An exact transcription is needed, starting with the line that contains "Confirm that each instance of the pink blossom" and ending with the last line of the records.

------------------------------------------------------------

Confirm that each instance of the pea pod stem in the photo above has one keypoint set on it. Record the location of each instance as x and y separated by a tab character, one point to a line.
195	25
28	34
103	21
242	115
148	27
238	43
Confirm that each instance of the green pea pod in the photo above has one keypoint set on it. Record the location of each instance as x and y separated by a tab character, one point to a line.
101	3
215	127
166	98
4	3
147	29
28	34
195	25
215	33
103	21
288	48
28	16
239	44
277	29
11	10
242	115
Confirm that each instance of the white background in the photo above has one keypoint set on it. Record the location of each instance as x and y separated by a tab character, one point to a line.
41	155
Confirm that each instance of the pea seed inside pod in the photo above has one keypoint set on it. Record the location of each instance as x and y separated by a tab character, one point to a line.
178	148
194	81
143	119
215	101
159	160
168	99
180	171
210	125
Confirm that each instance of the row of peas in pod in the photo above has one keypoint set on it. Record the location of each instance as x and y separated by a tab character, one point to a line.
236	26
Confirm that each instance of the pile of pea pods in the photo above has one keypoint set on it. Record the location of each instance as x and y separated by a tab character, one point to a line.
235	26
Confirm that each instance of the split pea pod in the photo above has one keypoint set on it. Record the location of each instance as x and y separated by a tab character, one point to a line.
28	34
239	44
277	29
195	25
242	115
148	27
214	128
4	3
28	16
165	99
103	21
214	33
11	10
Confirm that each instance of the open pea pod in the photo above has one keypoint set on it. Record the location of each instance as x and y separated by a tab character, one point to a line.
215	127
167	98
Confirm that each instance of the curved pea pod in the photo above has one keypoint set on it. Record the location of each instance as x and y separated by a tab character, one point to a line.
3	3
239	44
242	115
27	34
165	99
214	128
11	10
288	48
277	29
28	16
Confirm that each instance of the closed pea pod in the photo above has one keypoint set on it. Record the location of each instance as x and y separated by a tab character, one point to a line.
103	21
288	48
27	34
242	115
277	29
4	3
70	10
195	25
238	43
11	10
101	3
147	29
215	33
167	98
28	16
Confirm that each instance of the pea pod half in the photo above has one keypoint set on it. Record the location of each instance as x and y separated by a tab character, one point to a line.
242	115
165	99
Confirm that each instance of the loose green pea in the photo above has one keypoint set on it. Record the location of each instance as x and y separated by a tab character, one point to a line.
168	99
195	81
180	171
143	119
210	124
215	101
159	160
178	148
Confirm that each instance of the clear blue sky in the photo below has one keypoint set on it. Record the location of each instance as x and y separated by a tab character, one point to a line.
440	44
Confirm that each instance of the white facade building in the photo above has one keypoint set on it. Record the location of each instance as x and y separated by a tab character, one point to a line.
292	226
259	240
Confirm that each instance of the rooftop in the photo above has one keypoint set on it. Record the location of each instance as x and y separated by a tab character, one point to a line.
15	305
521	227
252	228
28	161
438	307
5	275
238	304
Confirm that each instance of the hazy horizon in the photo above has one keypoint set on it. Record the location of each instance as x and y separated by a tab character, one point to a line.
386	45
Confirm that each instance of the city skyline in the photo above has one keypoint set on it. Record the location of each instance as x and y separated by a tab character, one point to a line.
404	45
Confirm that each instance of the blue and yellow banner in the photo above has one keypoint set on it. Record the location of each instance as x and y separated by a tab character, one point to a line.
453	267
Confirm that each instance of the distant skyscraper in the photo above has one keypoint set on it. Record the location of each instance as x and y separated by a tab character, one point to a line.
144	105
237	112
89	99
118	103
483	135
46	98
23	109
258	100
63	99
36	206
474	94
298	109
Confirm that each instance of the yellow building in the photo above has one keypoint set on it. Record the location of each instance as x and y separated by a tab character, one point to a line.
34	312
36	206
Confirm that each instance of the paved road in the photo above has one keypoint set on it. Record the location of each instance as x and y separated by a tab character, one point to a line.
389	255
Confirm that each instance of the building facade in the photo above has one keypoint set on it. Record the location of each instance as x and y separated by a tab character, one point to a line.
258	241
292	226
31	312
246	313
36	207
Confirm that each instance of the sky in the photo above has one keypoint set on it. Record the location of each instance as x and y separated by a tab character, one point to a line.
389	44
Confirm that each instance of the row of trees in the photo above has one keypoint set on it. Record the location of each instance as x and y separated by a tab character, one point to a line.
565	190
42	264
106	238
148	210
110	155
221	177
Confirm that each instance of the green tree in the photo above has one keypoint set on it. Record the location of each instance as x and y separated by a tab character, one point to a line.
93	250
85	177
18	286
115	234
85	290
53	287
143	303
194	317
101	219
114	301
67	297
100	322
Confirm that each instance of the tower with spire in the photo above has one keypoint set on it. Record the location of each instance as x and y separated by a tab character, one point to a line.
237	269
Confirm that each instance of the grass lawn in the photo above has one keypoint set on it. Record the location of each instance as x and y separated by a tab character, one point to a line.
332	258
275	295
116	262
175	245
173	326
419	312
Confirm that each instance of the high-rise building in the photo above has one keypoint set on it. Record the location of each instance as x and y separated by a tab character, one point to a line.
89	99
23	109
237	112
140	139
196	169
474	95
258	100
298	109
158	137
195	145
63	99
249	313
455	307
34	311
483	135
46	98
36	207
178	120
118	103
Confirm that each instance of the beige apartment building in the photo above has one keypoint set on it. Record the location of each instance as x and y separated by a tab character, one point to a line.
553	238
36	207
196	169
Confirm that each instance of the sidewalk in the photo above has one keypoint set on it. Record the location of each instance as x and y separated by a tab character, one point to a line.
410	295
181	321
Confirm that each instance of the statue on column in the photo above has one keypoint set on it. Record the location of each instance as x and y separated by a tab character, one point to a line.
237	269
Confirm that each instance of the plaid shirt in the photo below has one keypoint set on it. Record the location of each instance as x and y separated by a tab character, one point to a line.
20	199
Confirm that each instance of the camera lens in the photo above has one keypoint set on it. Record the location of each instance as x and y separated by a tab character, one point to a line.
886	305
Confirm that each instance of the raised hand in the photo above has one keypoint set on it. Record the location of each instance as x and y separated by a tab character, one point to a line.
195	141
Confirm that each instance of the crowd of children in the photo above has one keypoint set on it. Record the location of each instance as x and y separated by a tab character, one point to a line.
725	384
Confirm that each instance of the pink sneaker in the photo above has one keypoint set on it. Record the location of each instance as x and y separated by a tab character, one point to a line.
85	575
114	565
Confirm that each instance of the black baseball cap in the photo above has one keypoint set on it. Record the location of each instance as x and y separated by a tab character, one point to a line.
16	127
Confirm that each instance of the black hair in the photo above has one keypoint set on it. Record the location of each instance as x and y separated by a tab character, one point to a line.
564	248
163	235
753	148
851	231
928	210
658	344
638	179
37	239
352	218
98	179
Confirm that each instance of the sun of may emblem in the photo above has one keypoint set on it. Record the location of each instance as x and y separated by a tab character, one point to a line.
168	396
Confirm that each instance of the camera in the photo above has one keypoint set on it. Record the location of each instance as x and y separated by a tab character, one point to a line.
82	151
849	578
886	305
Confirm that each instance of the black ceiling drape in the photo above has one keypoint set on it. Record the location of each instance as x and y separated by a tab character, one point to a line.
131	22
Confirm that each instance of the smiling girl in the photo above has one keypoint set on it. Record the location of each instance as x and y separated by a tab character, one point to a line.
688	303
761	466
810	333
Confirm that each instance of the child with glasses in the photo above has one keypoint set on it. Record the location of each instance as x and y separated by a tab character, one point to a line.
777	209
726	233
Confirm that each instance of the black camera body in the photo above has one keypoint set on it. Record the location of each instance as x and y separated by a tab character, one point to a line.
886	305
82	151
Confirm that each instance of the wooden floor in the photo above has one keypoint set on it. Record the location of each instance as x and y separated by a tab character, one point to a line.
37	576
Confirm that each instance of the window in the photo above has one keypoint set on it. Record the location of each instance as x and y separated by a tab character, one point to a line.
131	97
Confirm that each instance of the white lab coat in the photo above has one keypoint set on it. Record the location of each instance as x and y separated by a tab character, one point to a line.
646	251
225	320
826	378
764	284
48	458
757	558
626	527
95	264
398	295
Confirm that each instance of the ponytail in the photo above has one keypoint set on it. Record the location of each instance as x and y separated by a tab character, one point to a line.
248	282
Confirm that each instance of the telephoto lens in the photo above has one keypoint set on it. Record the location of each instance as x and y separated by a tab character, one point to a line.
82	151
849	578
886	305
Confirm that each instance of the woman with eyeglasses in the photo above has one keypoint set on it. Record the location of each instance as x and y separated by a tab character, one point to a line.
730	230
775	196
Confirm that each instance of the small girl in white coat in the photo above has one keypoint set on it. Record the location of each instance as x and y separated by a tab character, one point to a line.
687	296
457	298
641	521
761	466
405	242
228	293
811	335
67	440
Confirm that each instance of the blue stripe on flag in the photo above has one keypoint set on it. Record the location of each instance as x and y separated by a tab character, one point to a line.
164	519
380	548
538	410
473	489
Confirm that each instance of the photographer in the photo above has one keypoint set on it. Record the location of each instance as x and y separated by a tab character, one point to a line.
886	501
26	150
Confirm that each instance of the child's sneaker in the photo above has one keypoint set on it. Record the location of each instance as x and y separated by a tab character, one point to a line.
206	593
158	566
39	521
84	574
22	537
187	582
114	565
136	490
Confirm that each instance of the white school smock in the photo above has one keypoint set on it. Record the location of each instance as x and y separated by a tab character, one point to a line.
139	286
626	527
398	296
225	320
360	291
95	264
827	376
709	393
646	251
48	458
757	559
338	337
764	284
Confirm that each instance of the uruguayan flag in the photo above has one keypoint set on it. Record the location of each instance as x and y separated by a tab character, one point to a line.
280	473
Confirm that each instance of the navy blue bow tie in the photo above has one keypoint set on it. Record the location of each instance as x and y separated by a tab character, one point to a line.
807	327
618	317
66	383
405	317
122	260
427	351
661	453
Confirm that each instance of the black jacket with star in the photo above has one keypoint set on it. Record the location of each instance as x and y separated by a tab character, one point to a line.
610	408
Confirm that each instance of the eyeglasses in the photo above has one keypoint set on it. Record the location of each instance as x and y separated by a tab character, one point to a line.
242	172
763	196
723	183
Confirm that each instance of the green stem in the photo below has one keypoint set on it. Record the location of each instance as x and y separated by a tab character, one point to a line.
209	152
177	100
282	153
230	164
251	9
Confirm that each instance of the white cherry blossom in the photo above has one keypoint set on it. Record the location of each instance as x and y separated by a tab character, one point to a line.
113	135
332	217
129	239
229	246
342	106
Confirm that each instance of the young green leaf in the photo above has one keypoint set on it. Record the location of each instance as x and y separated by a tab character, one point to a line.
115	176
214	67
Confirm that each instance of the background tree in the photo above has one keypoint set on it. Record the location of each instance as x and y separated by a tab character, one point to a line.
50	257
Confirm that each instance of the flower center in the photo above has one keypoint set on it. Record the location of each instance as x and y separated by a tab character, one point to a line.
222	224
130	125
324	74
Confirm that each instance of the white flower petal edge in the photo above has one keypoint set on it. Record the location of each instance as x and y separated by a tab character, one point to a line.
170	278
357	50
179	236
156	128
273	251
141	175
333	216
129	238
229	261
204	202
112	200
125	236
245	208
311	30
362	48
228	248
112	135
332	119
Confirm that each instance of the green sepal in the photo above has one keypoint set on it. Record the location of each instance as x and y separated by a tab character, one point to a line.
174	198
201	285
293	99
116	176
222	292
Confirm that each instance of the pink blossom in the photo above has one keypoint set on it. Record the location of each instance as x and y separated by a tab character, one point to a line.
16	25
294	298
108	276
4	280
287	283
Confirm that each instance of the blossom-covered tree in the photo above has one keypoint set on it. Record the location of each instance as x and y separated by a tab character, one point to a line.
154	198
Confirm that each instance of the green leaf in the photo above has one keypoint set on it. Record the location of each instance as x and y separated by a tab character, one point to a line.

------------------------------------------------------------

**Answer to this problem:**
Confirm that each instance of the pink blossom in the photo above has one keypoint set on it. Record the location of each instance as x and y separated by a tab character, one point to a line.
16	25
294	298
108	276
4	280
287	283
Confirm that each instance of the blossom-covered tree in the photo above has one keypoint set on it. Record the location of each instance as x and y separated by a tab character, one point to a line.
154	198
Confirm that each instance of the green leaf in the photo above has one keypoint set on it. Record the location of each instance as x and y separated by a tab character, one point to a line.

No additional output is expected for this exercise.